Work to complete
1. Write out the passage about rest and work, beginning at the words "In this week’s" and stopping after "rest more seriously.", and replace "founder" with "creator" each time it appears.
2. Carry on the passage about rest and work, picking up right after its last sentence.

Document extract
When you first meet someone, you are forced into the often tedious back-and-forth known as small talk. “How do you know Mark?” you ask, utterly uncaring for the answer. But the most common opening move in small talk, at least in many Western cultures, is the dreaded, “So, what do you do for a living?”

We tend to define ourselves by our work. In some ways, this is unsurprising; most people spend approximately one-third of their lives at work. But it’s also a touch depressing. After all, what does someone’s day job really tell you about who they are? A much better, and certainly more interesting, question would be, “So, what do you do in your leisure time?”

In this week’s Mini Philosophy interview, I spoke with Alex Soojung-Kim Pang, the bestselling author of Rest: Why You Get More Done When You Work Less. Soojung-Kim Pang is the founder of the 4 Day Week Studio and a vocal advocate for working less but doing more.

Here are four reasons why we should take rest more seriously.

1. It makes you better at your job

“I wrote Rest for people like myself — professionals who see work as a great source of meaning and satisfaction, who are a little perfectionist, and who like the idea of doing work that has an impact on the world,” Soojung-Kim Pang tells me. “And I wanted to make the argument that even for people like us, it makes sense to make a place for rest in our everyday lives, because it acts as a source of renewal, as a springboard for new ideas, and because it can help us be more creative and do more of the kind of work that we love to do.”

Record excerpts
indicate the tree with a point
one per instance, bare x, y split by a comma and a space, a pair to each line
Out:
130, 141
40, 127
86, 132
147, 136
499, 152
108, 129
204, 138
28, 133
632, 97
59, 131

Responses
1.
In this week’s Mini Philosophy interview, I spoke with Alex Soojung-Kim Pang, the bestselling author of Rest: Why You Get More Done When You Work Less. Soojung-Kim Pang is the creator of the 4 Day Week Studio and a vocal advocate for working less but doing more.

Here are four reasons why we should take rest more seriously.

2.
Soojung-Kim Pang’s point is that if you want to be good at your job — and if your job makes you happy — then the best way to do that is to give yourself good rest. Working longer and harder does not always give the best results. There is a kind of law of diminishing returns with labor, or a bell curve. If you work two hours a day, not much is going to get done. If you work fifteen hours a day, a lot of those hours are going to be wasted. Rest more to work better and happier.

2. Today’s rest is tomorrow’s success

“Charles Townes spent several years working on the laser when he was a young professor at Columbia University, and his bosses — including two Nobel Prize winners and Manhattan Project alums — thought that the work was going absolutely nowhere. They said he was throwing away a promising career on an intellectual dead end. And Townes had nothing substantive to show for his work — until the moment he made it work. So, was the value of those years zero until he switched on the laser?

The value of a day’s work in the factory or on the farm is much easier to assess: at the end of the day you’ve plowed the field or produced goods with a known value. With creative work, there can be a long incubation period that looks unproductive but produces something enduring, or a work that never finds its audience, or a work (like the laser) that others build on and use in ways you never imagine. All these outcomes are beyond your control, which makes it much harder to value that work in the moment — or even a year or a decade later.”

When you rest properly — in activity and passion projects, and not just vegetating on the sofa — then you are not “doing nothing.” You are developing your skills, tuning your aptitudes, and expanding your knowledge. A personal example, here: I have always read for “fun.” I then started to write for “fun.” I honed my writing voice and learned the writing trade — all in the long Sunday hours “not working.” Now, here I am, having turned leisure into work.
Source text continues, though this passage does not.